### Stated problem 1
Answer these questions about the passage on light in photography:
(a) What does the passage name as its ideals?
(b) Apart from the techniques of HDR, what other ways does the passage suggest for revealing structure and form?
(c) According to the comment, what coincided very roughly with the birth of photography?

### Extract provided
We propose to do nothing less than to destroy light in photography. Not to literally eliminate it, but to eliminate its tyranny over the photographic image. We choose to reveal subjects, not to conceal. We choose to strip away, as far as possible, the shadows and the highlights, to nakedly reveal the structure and form of our subjects. To reveal form by placing texture against texture, color against color, tone against tone, rather than through the modeling effects of a strongly directional light.

Our ideals are the engineering drawing, the blueprint, the exploded view, the architectural plan. Ours is an era of technology, we choose to embrace the visual idioms of technology. We choose to fully reveal the structure and form of our subject, and by doing so, to fully reveal the idea of the subject, and our relationship to the subject. The form without the idea is of no interest to us.

The obliteration of light should never obliterate form, instead it should reveal and clarify form. This is no easy task. It requires careful attention to every detail, it requires a new way of seeing and thinking about imaging. It requires careful application of technology. The techniques of HDR are one way to realize this aesthetic, but there are other ways. One might also choose to reveal structure and form with many light sources, or with very long exposures, perhaps.

In all cases, the dominance of the directional light shall be crushed.

1 comment:

  1. Interesting thought. New technologies always have new affordances, and it takes time for practitioners to move away from the old ways of thinking. With more digital processing we may start to see photographs which encode the movement in a field, or just the shadows, or just the changes in the shadows, or whatever. What is also of interest is the effect it has on the old technology and the way it is used. For instance I think its not a coincidence that the rise of abstract art coincided very roughly with the birth of photography.

### Data to process
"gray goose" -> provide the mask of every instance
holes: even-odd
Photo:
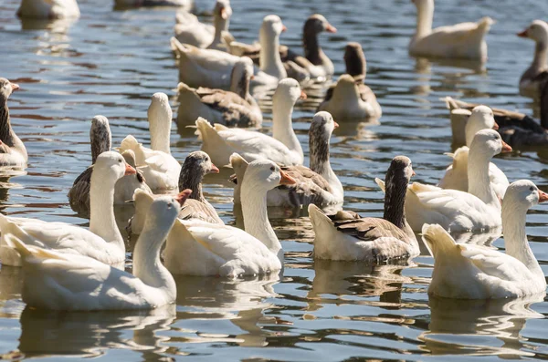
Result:
[[[268,206],[299,208],[314,204],[326,207],[342,203],[342,184],[333,172],[329,160],[331,135],[338,126],[328,112],[316,113],[309,131],[311,167],[280,166],[280,169],[296,182],[269,191]],[[234,203],[237,204],[240,203],[241,180],[248,162],[241,156],[233,154],[230,163],[236,172],[231,181],[236,183]]]
[[[355,212],[345,211],[328,216],[317,206],[310,205],[316,235],[314,258],[379,263],[418,255],[416,237],[406,220],[404,209],[407,184],[414,174],[407,157],[392,160],[386,172],[382,219],[360,218]]]
[[[184,207],[179,212],[179,219],[198,219],[207,222],[224,224],[215,208],[206,200],[202,191],[202,181],[207,173],[218,173],[219,169],[211,161],[207,153],[196,150],[184,159],[179,174],[179,190],[192,190]],[[134,195],[135,214],[130,220],[127,231],[130,234],[139,234],[144,226],[144,220],[150,204],[162,195],[138,191]]]
[[[26,149],[11,127],[7,99],[19,86],[0,78],[0,166],[26,167]]]

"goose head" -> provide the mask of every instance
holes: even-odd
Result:
[[[91,177],[99,178],[101,184],[111,184],[114,187],[119,179],[135,173],[137,173],[135,169],[128,165],[120,153],[110,150],[97,157]],[[91,183],[93,184],[93,180]]]
[[[266,195],[277,186],[292,185],[295,182],[295,179],[271,160],[257,160],[248,165],[243,183]]]
[[[501,152],[511,152],[511,147],[502,140],[499,132],[494,129],[481,129],[474,136],[470,145],[472,154],[492,158]]]
[[[19,89],[19,85],[12,83],[5,78],[0,78],[0,99],[5,103],[14,90]]]
[[[548,24],[543,20],[533,20],[531,25],[518,33],[520,37],[528,37],[537,43],[548,45]]]
[[[272,102],[293,107],[299,98],[306,99],[306,94],[300,90],[297,80],[286,78],[278,83],[278,88],[272,96]]]
[[[475,107],[464,129],[467,146],[470,146],[478,131],[490,129],[499,129],[492,109],[487,106]]]
[[[111,150],[112,136],[109,119],[105,116],[95,116],[91,119],[90,142],[91,144],[91,163],[95,163],[100,154]]]
[[[548,193],[539,190],[536,185],[529,180],[519,180],[508,186],[504,199],[502,200],[502,208],[512,210],[527,211],[539,202],[548,201]]]
[[[362,77],[365,79],[367,72],[367,62],[365,55],[360,43],[348,43],[344,47],[344,64],[346,65],[346,73],[353,77]]]

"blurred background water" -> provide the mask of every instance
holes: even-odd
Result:
[[[213,0],[196,0],[198,11]],[[114,11],[108,0],[81,0],[76,22],[21,22],[18,0],[0,3],[0,77],[21,86],[9,101],[16,132],[29,154],[26,173],[0,177],[0,208],[8,214],[87,225],[68,206],[73,180],[90,163],[89,129],[94,115],[111,121],[113,145],[132,133],[148,144],[146,109],[163,91],[176,110],[177,67],[169,48],[174,10]],[[397,154],[413,160],[416,181],[436,182],[449,162],[451,96],[534,114],[518,95],[532,41],[515,33],[548,14],[545,0],[448,1],[436,4],[434,26],[497,23],[487,36],[486,67],[456,67],[408,57],[416,10],[408,0],[232,0],[230,30],[258,38],[262,18],[277,14],[288,27],[281,43],[300,49],[302,24],[324,15],[339,31],[321,44],[344,70],[348,41],[364,47],[366,83],[383,107],[380,124],[342,125],[332,139],[332,164],[345,186],[345,207],[380,216],[383,194],[374,184]],[[211,17],[201,16],[205,21]],[[294,113],[308,159],[308,128],[315,103]],[[270,117],[266,113],[267,119]],[[267,119],[265,131],[271,122]],[[172,132],[180,160],[200,143],[192,131]],[[514,152],[495,160],[510,181],[531,179],[548,188],[543,152]],[[230,171],[207,176],[206,197],[233,222]],[[11,176],[11,177],[10,177]],[[548,274],[548,207],[528,215],[532,250]],[[283,215],[282,215],[283,216]],[[121,220],[124,218],[123,214]],[[274,218],[286,252],[283,276],[229,281],[177,278],[176,305],[152,313],[51,313],[25,309],[21,272],[0,271],[0,354],[5,358],[59,356],[103,360],[497,360],[548,358],[548,304],[543,300],[428,300],[433,259],[427,253],[403,265],[313,262],[308,218]],[[502,249],[494,235],[492,245]],[[485,239],[485,238],[484,238]],[[485,242],[481,240],[481,242]],[[131,261],[128,253],[128,261]],[[128,267],[131,263],[128,264]]]

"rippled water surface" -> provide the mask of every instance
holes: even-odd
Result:
[[[211,0],[197,1],[198,9],[213,6]],[[81,0],[80,19],[46,28],[22,24],[15,16],[17,3],[0,2],[0,77],[21,86],[9,105],[14,128],[28,150],[29,167],[25,175],[0,178],[2,212],[86,225],[88,221],[70,210],[67,191],[90,162],[91,118],[109,118],[114,145],[129,133],[148,143],[152,94],[166,92],[174,109],[178,106],[177,68],[169,49],[174,10],[113,11],[109,0]],[[384,177],[395,155],[413,160],[416,181],[434,183],[441,177],[451,135],[439,98],[533,114],[535,106],[517,88],[533,45],[514,34],[548,14],[545,0],[437,2],[435,26],[486,15],[497,20],[487,38],[485,71],[409,57],[406,45],[416,12],[408,0],[233,0],[232,7],[231,31],[237,39],[256,39],[262,17],[273,13],[289,28],[282,43],[295,48],[304,19],[325,15],[339,29],[321,37],[337,75],[343,71],[345,43],[363,45],[366,80],[384,115],[379,125],[342,125],[332,139],[332,164],[345,186],[345,207],[363,215],[382,215],[383,194],[374,179]],[[294,114],[303,145],[313,107],[309,101]],[[265,130],[270,125],[267,121]],[[199,148],[191,131],[177,132],[174,124],[171,140],[180,160]],[[531,179],[543,190],[548,187],[547,159],[540,153],[505,155],[495,163],[511,181]],[[229,173],[206,178],[206,191],[223,219],[232,222]],[[547,212],[547,206],[537,206],[527,219],[532,247],[545,274]],[[176,305],[153,313],[26,309],[20,271],[3,267],[0,353],[6,358],[51,360],[59,356],[223,361],[439,360],[441,355],[448,361],[548,358],[545,301],[429,300],[433,259],[427,253],[406,265],[314,263],[309,256],[313,235],[308,218],[273,219],[272,224],[286,253],[282,277],[178,278]],[[493,245],[502,248],[503,241]]]

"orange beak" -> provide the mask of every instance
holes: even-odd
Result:
[[[325,26],[325,31],[328,33],[336,33],[337,28],[331,24],[328,24],[327,26]]]
[[[175,201],[177,202],[179,202],[179,204],[181,206],[183,206],[184,204],[184,202],[186,201],[186,199],[188,199],[190,197],[191,193],[192,193],[192,190],[190,190],[190,189],[183,190],[181,192],[179,192],[177,194],[177,196],[175,196]]]
[[[510,145],[505,141],[501,141],[502,142],[502,150],[501,150],[501,153],[511,152],[511,147],[510,147]]]
[[[281,179],[279,179],[280,185],[293,185],[297,183],[295,179],[285,173],[283,171],[280,170],[279,174],[281,175]]]
[[[516,36],[518,36],[520,37],[527,37],[527,29],[523,30],[522,32],[520,32],[520,33],[516,34]]]
[[[135,173],[137,173],[137,171],[126,163],[126,171],[123,175],[134,175]]]
[[[212,163],[211,169],[209,169],[209,173],[219,173],[219,169]]]

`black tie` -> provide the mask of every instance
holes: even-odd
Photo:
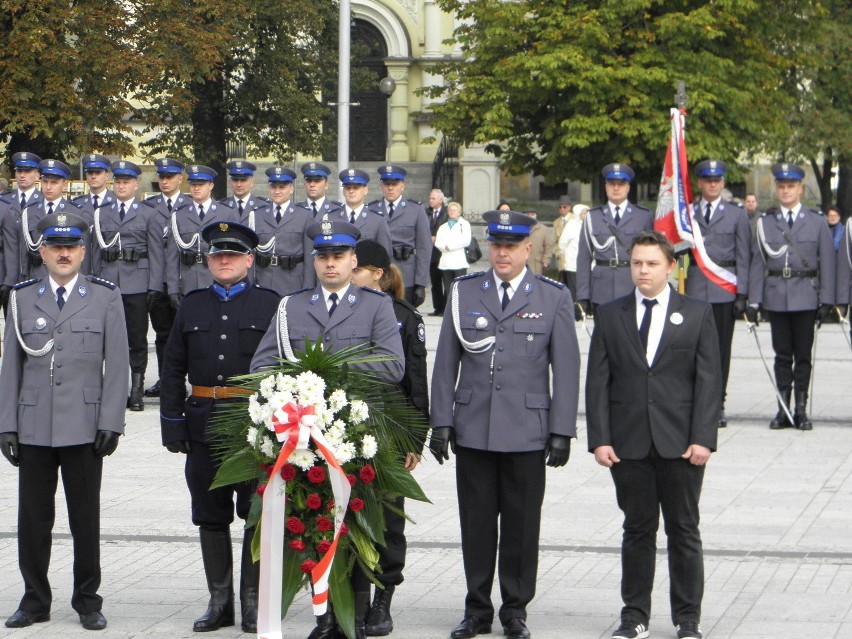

### Stated problem 2
Rewrite the lines of the entries starting at the first line of the entries and ending at the line containing "[[[26,149],[11,127],[7,99],[19,86],[0,78],[0,166],[26,167]]]", swapping "gray goose" for "domestic goose" and changing nothing else. Leave the pictures out of your answer.

### Correct answer 1
(a) The engineering drawing, the blueprint, the exploded view, and the architectural plan.
(b) Many light sources, or very long exposures.
(c) The rise of abstract art.

### Correct answer 2
"domestic goose" -> provide the mask of every instance
holes: even-odd
Photo:
Result:
[[[268,206],[299,208],[314,204],[326,207],[342,203],[342,184],[333,172],[329,160],[331,135],[338,126],[328,112],[316,113],[309,131],[311,167],[280,166],[280,169],[296,182],[269,191]],[[234,203],[237,204],[240,203],[241,180],[248,162],[241,156],[233,154],[230,163],[236,172],[231,181],[236,183]]]
[[[355,212],[345,211],[328,216],[317,206],[310,205],[316,235],[314,258],[379,263],[418,255],[416,237],[406,220],[404,209],[407,184],[414,174],[407,157],[392,160],[386,172],[382,219],[360,218]]]
[[[184,207],[179,212],[179,219],[198,219],[207,222],[224,224],[215,208],[206,200],[202,191],[202,181],[207,173],[218,173],[219,169],[211,161],[207,153],[196,150],[184,159],[179,174],[179,190],[192,190]],[[134,195],[135,214],[130,220],[127,231],[130,234],[139,234],[144,226],[144,220],[150,204],[162,195],[138,191]]]
[[[26,149],[11,127],[7,99],[19,86],[0,78],[0,166],[26,167]]]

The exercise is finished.